Pick out every line in the rows below that contains the string "pole", and copy each one. Match uppercase and lowercase letters exactly.

— Items from a data source —
++++++
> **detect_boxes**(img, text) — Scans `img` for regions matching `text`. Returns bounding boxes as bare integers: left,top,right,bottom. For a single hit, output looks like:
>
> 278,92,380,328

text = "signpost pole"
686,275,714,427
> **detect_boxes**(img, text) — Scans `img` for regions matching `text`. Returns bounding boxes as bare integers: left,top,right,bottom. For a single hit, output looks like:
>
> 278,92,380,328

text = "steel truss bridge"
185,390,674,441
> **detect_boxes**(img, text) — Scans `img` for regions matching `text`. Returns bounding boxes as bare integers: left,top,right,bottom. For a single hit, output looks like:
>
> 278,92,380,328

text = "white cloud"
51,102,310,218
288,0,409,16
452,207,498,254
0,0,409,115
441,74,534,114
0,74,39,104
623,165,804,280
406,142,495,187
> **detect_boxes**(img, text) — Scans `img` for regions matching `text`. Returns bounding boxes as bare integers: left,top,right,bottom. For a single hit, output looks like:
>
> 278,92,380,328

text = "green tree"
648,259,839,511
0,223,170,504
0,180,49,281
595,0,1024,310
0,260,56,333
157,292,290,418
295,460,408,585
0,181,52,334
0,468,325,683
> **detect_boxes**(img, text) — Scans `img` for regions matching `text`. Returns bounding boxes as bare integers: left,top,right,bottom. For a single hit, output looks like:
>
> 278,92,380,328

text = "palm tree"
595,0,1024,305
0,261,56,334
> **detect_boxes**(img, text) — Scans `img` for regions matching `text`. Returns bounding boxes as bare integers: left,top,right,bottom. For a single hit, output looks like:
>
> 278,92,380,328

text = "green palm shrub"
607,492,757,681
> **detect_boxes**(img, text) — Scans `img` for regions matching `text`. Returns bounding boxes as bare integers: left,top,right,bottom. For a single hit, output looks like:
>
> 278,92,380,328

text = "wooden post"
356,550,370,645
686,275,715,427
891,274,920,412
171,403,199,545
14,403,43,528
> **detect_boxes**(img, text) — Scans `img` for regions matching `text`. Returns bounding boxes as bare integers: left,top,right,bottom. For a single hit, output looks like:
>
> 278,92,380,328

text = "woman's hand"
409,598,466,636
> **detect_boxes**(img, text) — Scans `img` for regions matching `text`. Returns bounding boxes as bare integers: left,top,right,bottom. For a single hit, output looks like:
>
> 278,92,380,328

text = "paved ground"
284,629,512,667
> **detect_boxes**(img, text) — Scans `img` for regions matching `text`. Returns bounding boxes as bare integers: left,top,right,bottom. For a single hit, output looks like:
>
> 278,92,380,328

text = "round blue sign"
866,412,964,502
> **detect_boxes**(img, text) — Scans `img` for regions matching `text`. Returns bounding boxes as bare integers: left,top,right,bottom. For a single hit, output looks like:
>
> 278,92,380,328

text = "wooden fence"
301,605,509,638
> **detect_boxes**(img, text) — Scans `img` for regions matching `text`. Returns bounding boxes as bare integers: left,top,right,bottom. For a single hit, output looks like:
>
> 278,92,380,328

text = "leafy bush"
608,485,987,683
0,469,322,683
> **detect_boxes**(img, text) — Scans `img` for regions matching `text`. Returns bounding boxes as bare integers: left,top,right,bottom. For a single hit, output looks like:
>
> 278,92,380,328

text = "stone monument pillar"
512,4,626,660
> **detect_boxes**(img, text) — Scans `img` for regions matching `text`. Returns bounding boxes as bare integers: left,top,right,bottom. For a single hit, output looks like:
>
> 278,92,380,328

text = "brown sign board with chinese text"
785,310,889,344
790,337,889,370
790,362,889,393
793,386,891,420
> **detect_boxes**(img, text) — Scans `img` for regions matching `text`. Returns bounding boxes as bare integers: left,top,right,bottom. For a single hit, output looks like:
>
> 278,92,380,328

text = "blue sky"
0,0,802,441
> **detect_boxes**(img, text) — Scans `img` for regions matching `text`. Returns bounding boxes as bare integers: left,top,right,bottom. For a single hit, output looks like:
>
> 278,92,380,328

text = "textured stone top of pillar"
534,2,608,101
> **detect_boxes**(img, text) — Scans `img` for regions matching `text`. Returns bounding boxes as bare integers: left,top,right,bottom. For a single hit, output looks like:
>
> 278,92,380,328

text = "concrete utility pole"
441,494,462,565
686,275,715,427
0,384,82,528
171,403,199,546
++++++
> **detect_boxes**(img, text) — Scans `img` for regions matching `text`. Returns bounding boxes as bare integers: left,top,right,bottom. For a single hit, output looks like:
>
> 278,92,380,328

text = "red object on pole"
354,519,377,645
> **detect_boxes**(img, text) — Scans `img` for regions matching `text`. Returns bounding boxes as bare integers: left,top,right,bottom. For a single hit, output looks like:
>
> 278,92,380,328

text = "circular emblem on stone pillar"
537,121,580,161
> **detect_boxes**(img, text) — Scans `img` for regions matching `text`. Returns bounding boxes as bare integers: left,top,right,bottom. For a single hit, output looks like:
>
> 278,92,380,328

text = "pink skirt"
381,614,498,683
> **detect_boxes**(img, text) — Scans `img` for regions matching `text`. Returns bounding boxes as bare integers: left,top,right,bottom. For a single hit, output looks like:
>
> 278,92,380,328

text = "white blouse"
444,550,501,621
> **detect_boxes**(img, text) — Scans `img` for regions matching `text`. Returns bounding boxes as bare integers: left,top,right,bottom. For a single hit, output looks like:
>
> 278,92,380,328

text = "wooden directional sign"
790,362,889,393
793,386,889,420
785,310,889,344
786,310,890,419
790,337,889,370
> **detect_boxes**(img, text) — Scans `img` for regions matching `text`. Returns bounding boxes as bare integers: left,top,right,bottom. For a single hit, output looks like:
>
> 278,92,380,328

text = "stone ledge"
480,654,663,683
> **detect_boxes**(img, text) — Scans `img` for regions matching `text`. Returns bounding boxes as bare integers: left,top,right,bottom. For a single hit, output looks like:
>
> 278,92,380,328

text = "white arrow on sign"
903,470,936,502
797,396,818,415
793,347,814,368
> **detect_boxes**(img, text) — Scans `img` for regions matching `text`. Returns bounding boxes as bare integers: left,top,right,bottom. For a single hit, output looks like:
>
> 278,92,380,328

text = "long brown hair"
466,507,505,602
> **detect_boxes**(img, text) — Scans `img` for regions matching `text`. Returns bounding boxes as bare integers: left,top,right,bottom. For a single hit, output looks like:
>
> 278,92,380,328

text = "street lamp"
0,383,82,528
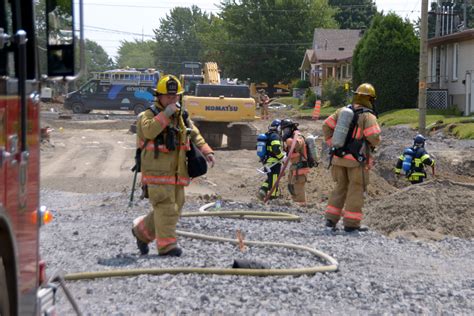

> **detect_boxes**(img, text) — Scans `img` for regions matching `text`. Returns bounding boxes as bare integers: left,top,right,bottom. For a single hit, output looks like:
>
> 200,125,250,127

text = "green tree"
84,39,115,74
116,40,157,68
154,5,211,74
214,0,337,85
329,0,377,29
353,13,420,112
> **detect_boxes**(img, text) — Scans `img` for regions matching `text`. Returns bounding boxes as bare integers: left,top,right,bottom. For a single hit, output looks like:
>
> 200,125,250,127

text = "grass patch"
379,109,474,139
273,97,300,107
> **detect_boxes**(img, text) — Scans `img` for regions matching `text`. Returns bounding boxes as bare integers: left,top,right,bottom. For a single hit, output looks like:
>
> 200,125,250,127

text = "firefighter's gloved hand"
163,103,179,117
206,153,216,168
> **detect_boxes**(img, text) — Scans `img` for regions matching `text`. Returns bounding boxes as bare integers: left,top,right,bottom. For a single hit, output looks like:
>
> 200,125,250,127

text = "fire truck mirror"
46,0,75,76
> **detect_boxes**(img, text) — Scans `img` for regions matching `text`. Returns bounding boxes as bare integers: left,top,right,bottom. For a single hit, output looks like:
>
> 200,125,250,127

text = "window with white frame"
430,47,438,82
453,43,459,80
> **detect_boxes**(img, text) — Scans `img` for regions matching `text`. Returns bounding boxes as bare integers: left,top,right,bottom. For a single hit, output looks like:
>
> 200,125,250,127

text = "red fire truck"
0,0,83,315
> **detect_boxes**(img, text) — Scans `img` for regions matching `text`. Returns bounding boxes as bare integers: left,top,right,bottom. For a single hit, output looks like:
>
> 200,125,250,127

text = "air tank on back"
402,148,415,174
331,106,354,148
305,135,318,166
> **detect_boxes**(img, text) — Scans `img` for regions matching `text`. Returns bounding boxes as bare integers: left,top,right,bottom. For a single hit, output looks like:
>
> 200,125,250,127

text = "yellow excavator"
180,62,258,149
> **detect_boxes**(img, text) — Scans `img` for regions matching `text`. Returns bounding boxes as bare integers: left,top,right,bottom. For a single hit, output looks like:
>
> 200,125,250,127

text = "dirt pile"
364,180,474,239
++++++
— Exercise answer —
text = "signpost pole"
text = "concrete utility pole"
text = "red object on pole"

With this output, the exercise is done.